> _Questions d'étude_:
**1.** Répondez à ces questions d'après l'extrait sur l'ONU et l'intelligence artificielle :
(a) En quelle année l'UNESCO a-t-elle adopté ses recommandations sur l'éthique de l'intelligence artificielle ?
(b) Dans quelle ville s'est tenu le Sommet « AI for Good » ?
(c) À quels niveaux faut-il combler le manque de compétences en matière d'IA au sein des gouvernements ?
**2.** Dressez la liste complète des exemples existants liés à l'IA que cite l'extrait sur l'ONU et l'intelligence artificielle.

> _Extrait_:
↓

Il a cité divers exemples existants liés à l’IA, dont les Principes directeurs sur les systèmes d’armes autonomes létaux ; les recommandations sur l’éthique de l’intelligence artificielle adoptées par l’UNESCO en 2021 ; les recommandations sur la manière dont les États membres peuvent lutter contre l’utilisation potentielle de l’IA à des fins terroristes du Bureau de l’ONU de la lutte contre le terrorisme ; ou encore le Sommet « AI for Good » [IA pour le bien], tenu à Genève le mois dernier et qui a rassemblé des experts, le secteur privé, des agences des Nations Unies et des gouvernements, afin de veiller à ce que cette technologie révolutionnaire serve le bien commun.
Créer une nouvelle entité onusienne
Le chef de l’ONU a indiqué que les questions de gouvernance seront complexes à divers égards, en raison de la mise à disposition du grand public de certains modèles puissants d’intelligence artificielle.
Aussi, « contrairement aux matières nucléaires et aux agents chimiques et biologiques les outils d’IA peuvent être expédiés partout dans le monde en laissant très peu de traces », a-t-il souligné, notant également le rôle de premier plan joué par le secteur privé dans le domaine de l’IA.
M. Guterres a souligné le manque de compétences en matière d’IA au sein des gouvernements et autres bureaucraties, qui doit être comblé aux niveaux national et mondial.

↑

> _Données brutes_:
↓

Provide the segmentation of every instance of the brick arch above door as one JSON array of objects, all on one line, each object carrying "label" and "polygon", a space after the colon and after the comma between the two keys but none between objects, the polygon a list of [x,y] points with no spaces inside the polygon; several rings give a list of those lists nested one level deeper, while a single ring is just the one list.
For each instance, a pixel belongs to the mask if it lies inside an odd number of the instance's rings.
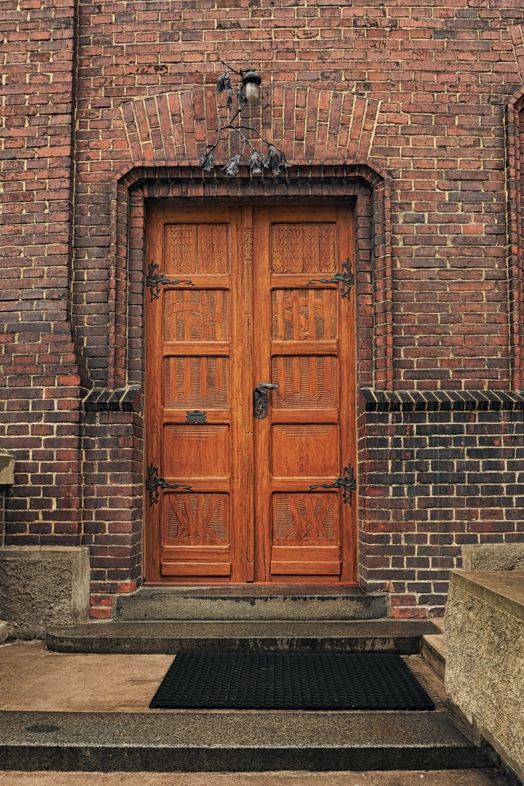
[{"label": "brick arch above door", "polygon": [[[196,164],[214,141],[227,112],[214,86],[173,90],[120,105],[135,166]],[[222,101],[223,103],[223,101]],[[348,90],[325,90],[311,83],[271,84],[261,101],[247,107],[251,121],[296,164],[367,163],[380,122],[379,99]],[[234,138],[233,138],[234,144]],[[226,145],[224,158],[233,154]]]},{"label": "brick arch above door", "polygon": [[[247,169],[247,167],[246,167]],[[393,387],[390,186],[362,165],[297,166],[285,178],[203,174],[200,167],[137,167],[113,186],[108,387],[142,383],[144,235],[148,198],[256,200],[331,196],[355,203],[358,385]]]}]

↑

> _Résultats par tâche_:
**1.**
(a) En 2021.
(b) À Genève.
(c) Aux niveaux national et mondial.

**2.**
- Les Principes directeurs sur les systèmes d'armes autonomes létaux
- Les recommandations sur l'éthique de l'intelligence artificielle adoptées par l'UNESCO en 2021
- Les recommandations du Bureau de l'ONU de la lutte contre le terrorisme sur la manière dont les États membres peuvent lutter contre l'utilisation potentielle de l'IA à des fins terroristes
- Le Sommet « AI for Good » tenu à Genève